What is asked: Count the lines of the material that contain the string "rear", treating case as significant, and give only that number.

┏━━

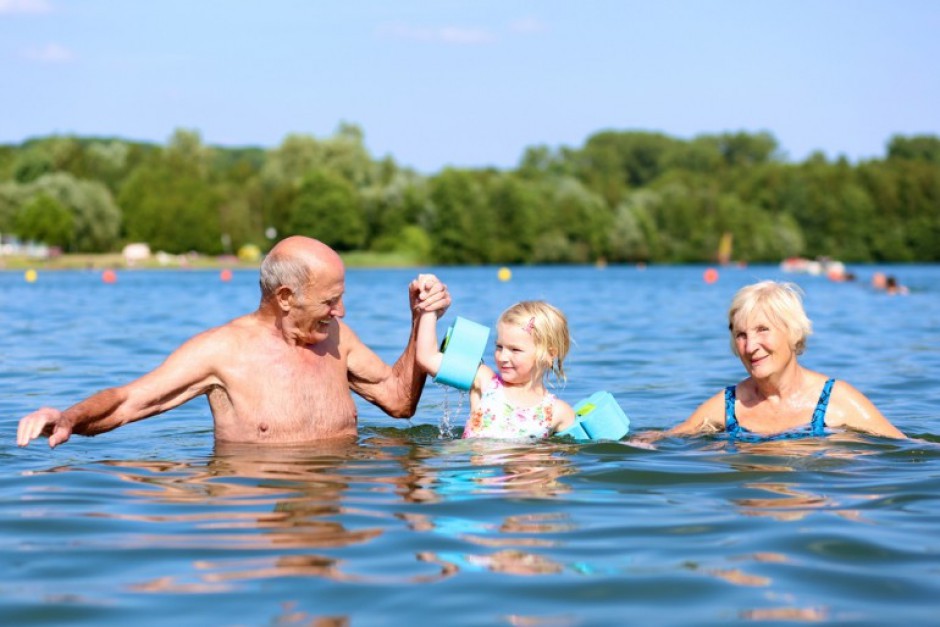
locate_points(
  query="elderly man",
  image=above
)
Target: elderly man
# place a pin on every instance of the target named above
(281, 374)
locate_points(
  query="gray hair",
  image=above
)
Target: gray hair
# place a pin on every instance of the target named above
(782, 302)
(291, 271)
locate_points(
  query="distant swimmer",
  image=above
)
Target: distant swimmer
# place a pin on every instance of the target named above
(893, 287)
(282, 374)
(780, 398)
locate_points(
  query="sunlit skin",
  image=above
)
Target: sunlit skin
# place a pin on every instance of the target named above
(281, 374)
(779, 395)
(515, 359)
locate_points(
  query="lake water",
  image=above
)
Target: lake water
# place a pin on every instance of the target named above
(155, 524)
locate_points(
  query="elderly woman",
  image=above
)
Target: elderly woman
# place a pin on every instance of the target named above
(780, 398)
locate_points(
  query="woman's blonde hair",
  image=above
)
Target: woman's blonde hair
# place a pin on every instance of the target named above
(781, 302)
(549, 330)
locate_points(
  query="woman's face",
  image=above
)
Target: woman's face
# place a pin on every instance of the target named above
(762, 344)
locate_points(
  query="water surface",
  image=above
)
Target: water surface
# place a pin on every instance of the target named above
(155, 524)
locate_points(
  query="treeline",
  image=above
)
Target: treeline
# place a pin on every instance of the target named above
(621, 197)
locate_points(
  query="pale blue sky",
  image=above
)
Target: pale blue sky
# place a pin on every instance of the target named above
(473, 83)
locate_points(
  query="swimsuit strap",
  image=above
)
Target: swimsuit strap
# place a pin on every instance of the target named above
(731, 421)
(819, 414)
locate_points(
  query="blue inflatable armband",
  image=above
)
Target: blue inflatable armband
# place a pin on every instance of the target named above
(598, 417)
(463, 350)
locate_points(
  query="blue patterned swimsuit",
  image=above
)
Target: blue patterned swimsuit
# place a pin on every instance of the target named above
(815, 428)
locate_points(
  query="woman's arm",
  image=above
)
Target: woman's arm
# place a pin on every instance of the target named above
(850, 408)
(708, 418)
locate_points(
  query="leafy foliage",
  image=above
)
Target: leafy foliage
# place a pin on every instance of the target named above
(624, 196)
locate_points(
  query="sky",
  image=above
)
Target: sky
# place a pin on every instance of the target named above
(473, 83)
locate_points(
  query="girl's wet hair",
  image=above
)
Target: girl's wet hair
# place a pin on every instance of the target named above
(781, 302)
(549, 330)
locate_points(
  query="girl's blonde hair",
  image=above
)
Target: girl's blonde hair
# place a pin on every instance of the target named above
(549, 330)
(781, 302)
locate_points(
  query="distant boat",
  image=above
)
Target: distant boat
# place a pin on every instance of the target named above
(823, 265)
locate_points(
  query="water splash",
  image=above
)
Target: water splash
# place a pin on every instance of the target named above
(446, 425)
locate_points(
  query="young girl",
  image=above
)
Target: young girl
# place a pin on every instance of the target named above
(532, 340)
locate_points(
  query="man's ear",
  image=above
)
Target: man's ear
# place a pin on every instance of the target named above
(284, 297)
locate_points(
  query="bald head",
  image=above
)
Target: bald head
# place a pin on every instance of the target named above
(296, 262)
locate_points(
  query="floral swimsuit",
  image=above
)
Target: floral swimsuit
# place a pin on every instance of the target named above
(496, 417)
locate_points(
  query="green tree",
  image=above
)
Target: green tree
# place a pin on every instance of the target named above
(327, 207)
(44, 219)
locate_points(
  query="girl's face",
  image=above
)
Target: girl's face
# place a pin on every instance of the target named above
(763, 345)
(515, 354)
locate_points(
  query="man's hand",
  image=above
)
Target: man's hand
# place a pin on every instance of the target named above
(45, 421)
(427, 293)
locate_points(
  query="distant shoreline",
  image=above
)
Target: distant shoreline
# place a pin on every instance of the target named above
(116, 261)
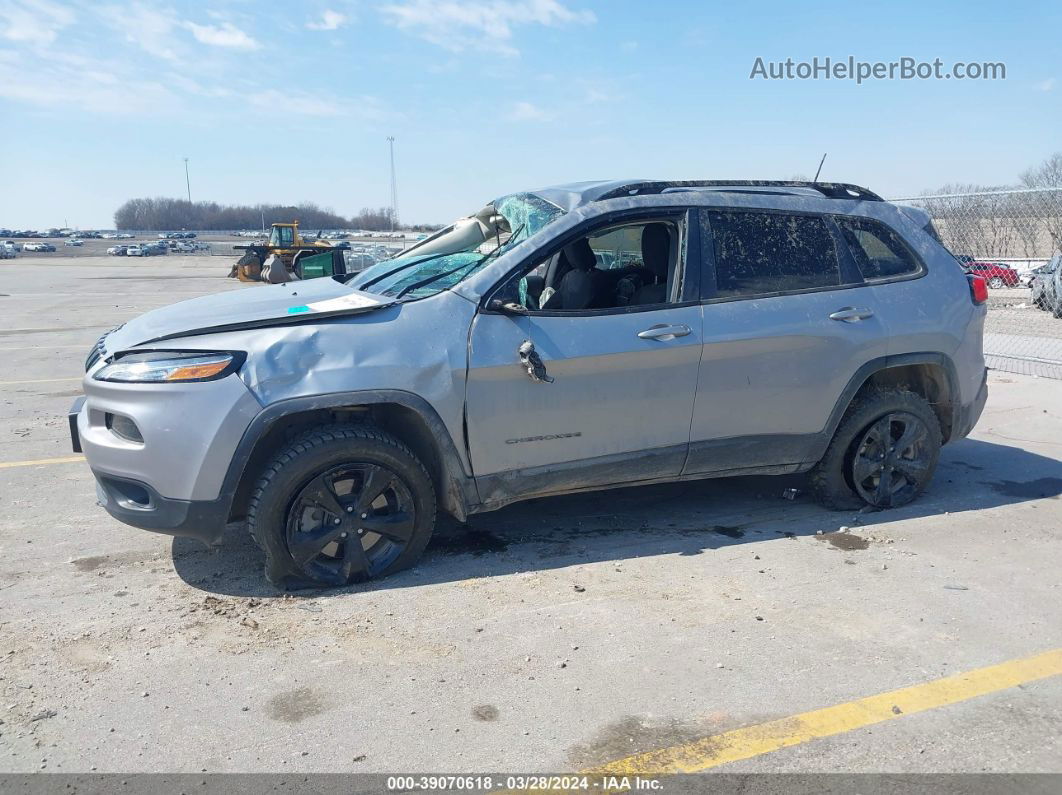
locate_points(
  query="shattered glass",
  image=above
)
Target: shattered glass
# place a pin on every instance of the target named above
(420, 276)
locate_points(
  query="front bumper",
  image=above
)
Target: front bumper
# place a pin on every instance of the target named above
(171, 480)
(139, 505)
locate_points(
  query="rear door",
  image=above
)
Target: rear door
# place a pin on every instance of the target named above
(787, 324)
(619, 402)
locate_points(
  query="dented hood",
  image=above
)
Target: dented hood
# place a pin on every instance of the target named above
(274, 305)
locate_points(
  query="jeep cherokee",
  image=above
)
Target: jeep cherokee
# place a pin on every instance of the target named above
(568, 339)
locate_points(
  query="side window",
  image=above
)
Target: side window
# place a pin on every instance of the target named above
(621, 265)
(764, 253)
(877, 249)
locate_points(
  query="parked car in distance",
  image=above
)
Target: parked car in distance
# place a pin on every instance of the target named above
(1050, 287)
(996, 274)
(787, 327)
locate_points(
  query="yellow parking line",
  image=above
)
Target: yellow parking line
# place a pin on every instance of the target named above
(40, 462)
(752, 741)
(43, 380)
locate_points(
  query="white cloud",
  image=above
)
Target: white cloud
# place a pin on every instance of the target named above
(224, 35)
(68, 81)
(150, 29)
(464, 24)
(33, 21)
(304, 104)
(330, 20)
(527, 111)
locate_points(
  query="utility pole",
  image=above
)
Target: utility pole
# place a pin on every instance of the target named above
(394, 185)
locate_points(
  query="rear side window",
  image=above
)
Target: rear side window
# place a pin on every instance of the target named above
(763, 253)
(877, 249)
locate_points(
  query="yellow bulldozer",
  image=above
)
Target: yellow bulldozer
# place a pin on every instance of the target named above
(286, 256)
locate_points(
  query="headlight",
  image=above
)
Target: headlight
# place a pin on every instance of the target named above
(161, 366)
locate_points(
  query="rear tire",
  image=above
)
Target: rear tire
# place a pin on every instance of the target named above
(883, 454)
(341, 504)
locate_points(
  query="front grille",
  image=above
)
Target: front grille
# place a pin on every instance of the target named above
(100, 349)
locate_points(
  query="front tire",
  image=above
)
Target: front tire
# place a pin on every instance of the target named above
(884, 452)
(341, 504)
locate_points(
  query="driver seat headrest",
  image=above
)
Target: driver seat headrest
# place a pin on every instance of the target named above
(656, 248)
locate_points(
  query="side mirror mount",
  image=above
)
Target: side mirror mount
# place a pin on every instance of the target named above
(497, 305)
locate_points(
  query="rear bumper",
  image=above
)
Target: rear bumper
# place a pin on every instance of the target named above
(139, 505)
(970, 413)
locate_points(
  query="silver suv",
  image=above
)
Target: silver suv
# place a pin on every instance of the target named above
(569, 339)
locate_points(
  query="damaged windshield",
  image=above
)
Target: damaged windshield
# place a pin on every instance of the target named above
(457, 252)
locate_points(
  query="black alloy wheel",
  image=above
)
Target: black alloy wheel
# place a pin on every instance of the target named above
(349, 523)
(892, 461)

┗━━

Right answer: 8